Co należy zrobić
Wypisz każdy wiersz poniższych wpisów, w którym występuje ciąg „moss”.

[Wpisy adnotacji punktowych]
========================

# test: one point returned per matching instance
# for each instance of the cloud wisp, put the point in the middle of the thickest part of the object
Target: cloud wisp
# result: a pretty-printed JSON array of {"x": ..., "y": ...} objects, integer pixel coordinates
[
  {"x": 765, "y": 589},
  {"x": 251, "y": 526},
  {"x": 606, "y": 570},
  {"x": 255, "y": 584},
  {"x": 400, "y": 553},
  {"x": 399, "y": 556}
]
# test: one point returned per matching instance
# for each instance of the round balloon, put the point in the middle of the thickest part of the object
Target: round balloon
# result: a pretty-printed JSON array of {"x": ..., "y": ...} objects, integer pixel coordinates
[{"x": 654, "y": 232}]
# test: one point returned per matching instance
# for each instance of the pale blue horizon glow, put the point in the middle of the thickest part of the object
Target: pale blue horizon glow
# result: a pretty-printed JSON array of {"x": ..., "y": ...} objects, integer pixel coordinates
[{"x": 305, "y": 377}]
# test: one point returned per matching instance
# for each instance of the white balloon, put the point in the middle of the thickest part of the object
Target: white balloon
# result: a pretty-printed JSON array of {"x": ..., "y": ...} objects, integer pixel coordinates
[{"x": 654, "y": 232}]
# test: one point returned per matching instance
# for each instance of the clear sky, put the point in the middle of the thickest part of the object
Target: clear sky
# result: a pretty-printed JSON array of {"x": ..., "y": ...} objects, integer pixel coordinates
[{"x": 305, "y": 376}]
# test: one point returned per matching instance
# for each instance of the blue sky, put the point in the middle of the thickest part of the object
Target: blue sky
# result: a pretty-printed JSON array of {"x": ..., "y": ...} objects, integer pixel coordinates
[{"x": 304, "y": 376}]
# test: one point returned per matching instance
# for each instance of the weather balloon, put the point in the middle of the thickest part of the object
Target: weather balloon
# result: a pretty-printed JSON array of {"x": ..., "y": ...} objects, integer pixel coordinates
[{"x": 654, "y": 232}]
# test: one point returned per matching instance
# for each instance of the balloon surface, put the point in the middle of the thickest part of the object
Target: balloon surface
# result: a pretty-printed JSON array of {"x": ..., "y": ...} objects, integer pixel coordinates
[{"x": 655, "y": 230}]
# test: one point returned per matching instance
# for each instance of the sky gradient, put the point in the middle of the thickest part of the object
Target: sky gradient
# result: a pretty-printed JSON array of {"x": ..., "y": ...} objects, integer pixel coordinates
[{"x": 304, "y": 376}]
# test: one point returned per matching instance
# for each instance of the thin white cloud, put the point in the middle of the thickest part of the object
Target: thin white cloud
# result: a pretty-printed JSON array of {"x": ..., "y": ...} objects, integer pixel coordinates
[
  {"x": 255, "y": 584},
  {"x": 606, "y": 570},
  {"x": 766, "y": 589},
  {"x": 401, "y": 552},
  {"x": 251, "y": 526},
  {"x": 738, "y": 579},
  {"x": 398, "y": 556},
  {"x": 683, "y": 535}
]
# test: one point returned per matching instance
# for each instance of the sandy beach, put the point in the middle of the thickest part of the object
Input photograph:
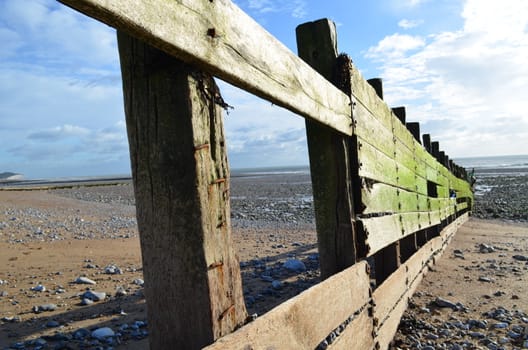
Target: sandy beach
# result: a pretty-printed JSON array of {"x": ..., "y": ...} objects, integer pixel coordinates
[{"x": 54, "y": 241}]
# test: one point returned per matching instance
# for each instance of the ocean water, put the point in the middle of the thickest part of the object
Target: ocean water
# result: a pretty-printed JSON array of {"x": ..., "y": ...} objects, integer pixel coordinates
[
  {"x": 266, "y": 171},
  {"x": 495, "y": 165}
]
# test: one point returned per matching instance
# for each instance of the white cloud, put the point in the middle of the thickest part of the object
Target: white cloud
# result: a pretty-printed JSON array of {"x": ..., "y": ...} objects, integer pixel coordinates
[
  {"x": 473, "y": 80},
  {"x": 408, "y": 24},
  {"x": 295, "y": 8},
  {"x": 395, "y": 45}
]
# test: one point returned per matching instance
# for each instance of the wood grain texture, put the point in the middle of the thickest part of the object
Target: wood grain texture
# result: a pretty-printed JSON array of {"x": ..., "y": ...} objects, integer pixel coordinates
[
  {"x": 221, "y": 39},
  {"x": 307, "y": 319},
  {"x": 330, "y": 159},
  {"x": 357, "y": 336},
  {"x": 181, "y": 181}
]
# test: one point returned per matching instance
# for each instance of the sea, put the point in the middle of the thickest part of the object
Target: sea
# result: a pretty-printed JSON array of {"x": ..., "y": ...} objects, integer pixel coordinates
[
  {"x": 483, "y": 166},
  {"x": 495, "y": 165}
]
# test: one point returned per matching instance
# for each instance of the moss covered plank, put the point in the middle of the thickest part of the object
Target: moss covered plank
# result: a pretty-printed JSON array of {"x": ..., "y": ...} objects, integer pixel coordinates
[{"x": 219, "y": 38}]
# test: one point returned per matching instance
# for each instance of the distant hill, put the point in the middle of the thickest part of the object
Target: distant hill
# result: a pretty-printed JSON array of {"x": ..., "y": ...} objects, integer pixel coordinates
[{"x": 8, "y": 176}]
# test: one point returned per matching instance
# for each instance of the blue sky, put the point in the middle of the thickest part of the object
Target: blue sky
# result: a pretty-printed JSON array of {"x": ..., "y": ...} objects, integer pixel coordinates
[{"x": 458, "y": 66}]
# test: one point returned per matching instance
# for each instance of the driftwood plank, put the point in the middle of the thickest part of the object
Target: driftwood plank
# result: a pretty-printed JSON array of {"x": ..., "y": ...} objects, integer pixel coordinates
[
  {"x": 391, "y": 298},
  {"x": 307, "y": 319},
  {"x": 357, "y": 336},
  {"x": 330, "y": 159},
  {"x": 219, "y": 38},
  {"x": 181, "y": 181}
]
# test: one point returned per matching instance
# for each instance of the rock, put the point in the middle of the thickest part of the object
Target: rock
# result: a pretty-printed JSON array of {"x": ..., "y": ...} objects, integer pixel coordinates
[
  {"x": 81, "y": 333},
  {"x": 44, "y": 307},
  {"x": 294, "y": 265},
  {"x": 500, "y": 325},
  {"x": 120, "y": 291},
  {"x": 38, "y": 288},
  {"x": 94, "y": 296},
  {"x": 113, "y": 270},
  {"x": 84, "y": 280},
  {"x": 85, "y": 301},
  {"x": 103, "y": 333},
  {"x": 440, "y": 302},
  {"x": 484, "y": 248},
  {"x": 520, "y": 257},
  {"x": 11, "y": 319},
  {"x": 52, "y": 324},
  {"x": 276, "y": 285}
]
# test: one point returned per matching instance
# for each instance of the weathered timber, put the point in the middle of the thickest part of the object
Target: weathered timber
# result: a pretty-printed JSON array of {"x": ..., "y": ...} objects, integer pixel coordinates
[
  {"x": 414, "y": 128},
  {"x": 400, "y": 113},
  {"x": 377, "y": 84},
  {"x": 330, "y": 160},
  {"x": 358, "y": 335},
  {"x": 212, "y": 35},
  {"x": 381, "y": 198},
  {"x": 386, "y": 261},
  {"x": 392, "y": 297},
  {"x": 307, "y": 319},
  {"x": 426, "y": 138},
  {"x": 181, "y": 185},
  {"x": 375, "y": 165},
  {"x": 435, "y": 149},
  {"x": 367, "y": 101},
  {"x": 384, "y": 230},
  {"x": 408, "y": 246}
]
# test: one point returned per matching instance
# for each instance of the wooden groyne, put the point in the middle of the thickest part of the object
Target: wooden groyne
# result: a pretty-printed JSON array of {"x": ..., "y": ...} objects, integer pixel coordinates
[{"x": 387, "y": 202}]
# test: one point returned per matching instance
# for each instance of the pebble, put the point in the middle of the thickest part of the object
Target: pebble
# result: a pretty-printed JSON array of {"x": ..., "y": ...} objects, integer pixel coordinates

========================

Wykonane zadanie
# for each instance of the moss covered plank, put the point in the middle of the thickest part of the object
Target: moss covered plank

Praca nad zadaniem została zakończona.